Dataset items:
-------------------------

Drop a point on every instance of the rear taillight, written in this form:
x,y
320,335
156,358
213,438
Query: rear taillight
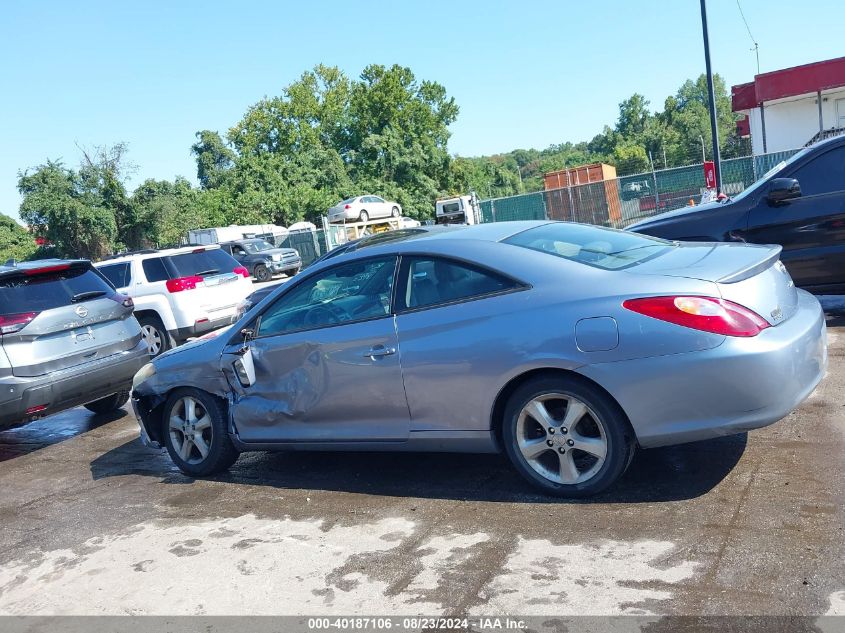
x,y
123,300
707,314
183,283
11,323
46,269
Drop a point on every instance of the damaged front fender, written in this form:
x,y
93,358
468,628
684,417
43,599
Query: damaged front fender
x,y
194,365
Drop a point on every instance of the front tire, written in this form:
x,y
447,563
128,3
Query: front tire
x,y
196,434
566,436
262,273
109,403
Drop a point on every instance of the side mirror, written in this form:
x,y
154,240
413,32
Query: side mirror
x,y
782,189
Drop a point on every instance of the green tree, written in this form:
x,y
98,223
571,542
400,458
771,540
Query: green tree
x,y
15,241
214,158
67,210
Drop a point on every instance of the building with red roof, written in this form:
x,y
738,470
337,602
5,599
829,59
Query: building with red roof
x,y
793,107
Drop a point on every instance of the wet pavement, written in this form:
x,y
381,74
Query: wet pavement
x,y
94,523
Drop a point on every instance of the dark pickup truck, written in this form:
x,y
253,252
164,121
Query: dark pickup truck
x,y
799,204
262,259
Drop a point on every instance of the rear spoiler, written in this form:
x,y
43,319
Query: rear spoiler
x,y
756,268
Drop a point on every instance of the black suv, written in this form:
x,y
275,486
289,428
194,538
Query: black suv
x,y
262,259
799,204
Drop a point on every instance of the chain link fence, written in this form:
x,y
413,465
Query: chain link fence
x,y
624,200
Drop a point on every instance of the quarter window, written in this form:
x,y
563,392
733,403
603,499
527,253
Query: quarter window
x,y
117,274
434,281
823,174
355,291
154,270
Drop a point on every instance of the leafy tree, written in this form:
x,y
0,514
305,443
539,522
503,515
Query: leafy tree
x,y
214,158
15,241
68,210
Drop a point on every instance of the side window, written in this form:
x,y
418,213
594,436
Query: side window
x,y
117,274
154,270
823,174
355,291
434,281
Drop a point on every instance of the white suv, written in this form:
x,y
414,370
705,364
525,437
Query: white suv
x,y
179,292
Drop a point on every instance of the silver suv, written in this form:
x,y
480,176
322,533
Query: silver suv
x,y
66,338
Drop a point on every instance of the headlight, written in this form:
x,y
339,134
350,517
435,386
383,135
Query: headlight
x,y
145,373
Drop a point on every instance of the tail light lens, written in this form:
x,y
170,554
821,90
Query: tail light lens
x,y
46,269
11,323
707,314
123,300
183,283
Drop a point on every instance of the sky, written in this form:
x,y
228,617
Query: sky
x,y
524,73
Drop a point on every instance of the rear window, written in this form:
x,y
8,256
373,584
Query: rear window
x,y
210,262
33,292
608,249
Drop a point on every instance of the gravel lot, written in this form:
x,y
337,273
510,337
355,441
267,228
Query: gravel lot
x,y
94,523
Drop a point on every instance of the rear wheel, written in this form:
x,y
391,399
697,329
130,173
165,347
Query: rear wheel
x,y
154,334
109,403
196,434
262,273
566,436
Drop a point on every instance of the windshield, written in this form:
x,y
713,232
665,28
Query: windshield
x,y
777,168
257,246
602,248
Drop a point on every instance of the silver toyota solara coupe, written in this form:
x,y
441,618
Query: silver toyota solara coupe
x,y
565,345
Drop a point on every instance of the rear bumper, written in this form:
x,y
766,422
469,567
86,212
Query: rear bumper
x,y
202,327
286,265
68,388
743,384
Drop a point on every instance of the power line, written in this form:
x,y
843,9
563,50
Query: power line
x,y
756,48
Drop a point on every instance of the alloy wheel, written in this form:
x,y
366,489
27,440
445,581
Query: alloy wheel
x,y
190,430
561,438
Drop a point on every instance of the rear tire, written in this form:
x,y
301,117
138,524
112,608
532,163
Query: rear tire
x,y
566,436
262,273
156,337
196,433
109,403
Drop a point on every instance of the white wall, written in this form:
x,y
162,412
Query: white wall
x,y
791,123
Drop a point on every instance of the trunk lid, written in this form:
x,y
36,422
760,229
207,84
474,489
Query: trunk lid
x,y
72,317
749,275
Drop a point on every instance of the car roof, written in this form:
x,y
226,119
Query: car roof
x,y
148,254
38,263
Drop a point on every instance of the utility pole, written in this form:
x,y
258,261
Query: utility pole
x,y
711,95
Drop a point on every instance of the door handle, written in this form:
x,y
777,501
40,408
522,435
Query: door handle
x,y
378,351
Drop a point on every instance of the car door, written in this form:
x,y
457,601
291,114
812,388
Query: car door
x,y
810,228
454,321
326,361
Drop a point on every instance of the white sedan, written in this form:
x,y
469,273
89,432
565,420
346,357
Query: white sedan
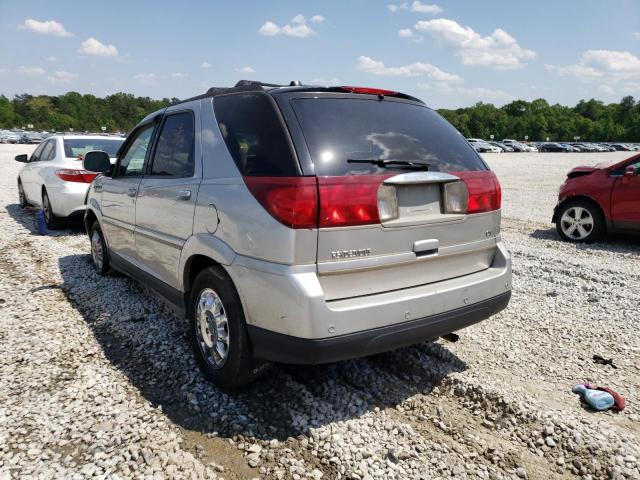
x,y
53,178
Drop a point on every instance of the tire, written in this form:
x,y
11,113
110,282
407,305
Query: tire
x,y
21,196
580,221
99,250
53,222
223,354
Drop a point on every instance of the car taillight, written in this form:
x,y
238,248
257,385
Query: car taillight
x,y
293,201
484,193
349,200
78,176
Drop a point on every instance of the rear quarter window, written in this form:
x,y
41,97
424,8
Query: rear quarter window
x,y
255,135
337,130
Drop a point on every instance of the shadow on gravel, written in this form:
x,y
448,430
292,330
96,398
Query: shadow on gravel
x,y
148,344
27,218
612,243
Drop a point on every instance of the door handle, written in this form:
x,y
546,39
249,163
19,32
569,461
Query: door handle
x,y
184,195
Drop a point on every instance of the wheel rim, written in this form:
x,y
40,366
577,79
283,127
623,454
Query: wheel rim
x,y
46,207
212,328
577,223
97,252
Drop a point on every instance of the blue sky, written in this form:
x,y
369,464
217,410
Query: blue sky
x,y
449,53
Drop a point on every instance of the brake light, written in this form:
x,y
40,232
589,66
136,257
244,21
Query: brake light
x,y
349,200
369,91
485,194
293,201
77,176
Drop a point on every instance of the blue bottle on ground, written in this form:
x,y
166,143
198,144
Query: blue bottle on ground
x,y
596,399
41,223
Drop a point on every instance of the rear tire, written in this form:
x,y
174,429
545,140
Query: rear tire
x,y
53,222
218,332
580,221
99,250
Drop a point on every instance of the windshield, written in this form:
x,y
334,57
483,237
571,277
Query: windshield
x,y
338,130
74,147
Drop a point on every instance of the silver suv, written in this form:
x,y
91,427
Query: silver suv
x,y
302,224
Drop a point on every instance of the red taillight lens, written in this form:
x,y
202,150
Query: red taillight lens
x,y
78,176
485,194
349,200
293,201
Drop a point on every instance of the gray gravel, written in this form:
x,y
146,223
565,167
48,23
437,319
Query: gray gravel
x,y
97,380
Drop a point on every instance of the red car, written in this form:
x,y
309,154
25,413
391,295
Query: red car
x,y
597,200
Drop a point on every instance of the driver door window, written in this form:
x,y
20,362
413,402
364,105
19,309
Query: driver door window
x,y
131,164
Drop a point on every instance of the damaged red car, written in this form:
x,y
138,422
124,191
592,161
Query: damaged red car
x,y
595,201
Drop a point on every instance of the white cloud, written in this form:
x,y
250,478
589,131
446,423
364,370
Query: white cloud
x,y
146,78
62,76
326,81
92,46
612,70
30,71
297,28
499,50
420,7
369,65
48,27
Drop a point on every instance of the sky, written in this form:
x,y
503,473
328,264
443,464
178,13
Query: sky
x,y
450,53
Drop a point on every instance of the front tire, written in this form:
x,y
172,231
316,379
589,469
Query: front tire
x,y
53,222
580,221
218,333
99,250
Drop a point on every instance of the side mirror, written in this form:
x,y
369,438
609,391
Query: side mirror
x,y
97,161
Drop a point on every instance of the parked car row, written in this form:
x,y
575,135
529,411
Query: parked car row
x,y
510,145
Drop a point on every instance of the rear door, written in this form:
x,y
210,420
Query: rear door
x,y
167,194
120,191
416,240
625,200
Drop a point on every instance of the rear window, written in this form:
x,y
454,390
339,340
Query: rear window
x,y
74,147
337,130
254,135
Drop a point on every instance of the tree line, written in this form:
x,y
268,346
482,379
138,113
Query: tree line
x,y
591,120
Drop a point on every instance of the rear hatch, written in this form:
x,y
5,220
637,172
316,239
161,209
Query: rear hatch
x,y
404,200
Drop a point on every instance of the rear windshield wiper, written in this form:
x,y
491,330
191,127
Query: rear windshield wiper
x,y
383,163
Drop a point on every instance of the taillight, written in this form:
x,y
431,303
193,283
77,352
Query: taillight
x,y
484,193
349,200
78,176
293,201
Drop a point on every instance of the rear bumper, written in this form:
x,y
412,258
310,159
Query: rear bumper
x,y
278,347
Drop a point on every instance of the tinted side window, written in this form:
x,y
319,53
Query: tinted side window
x,y
35,156
132,161
46,151
254,135
174,154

-------------------------

● AIM: Begin at the line containing "Drop a point on every instance of the parked" and reproduce each line through the end of the records above.

● EXERCISE RESULT:
Drop a point on every instance of the parked car row, written in this form:
x,y
575,135
529,411
Query: parked car row
x,y
510,145
Drop a point on every instance of the rear door, written in this form:
x,y
210,420
Query: rear door
x,y
167,194
120,191
416,240
625,200
Drop a point on every instance of the rear window, written in this form:
x,y
454,390
339,340
Query: rear window
x,y
74,147
337,130
254,135
Drop a point on every instance of the tree line, written in this form:
x,y
268,346
482,379
138,113
Query: tree line
x,y
591,120
Drop a point on every instance of the rear hatch, written in this form:
x,y
5,220
637,172
316,239
161,209
Query: rear hatch
x,y
404,200
Drop a point on every instance of the rear windshield wiper, written in this form:
x,y
491,330
191,127
Query: rear windshield wiper
x,y
383,163
Drop a point on every instance of the taillight, written in this form:
x,y
431,303
193,283
77,352
Query: taillight
x,y
484,193
349,200
78,176
293,201
Drop a point on every instance of the rear bumper, written in this form:
x,y
412,258
310,159
Query: rear bumper
x,y
278,347
Drop a point on every instance of the tinted side window, written in this form:
x,y
319,53
Query: tinted side window
x,y
35,156
132,161
46,151
254,135
174,154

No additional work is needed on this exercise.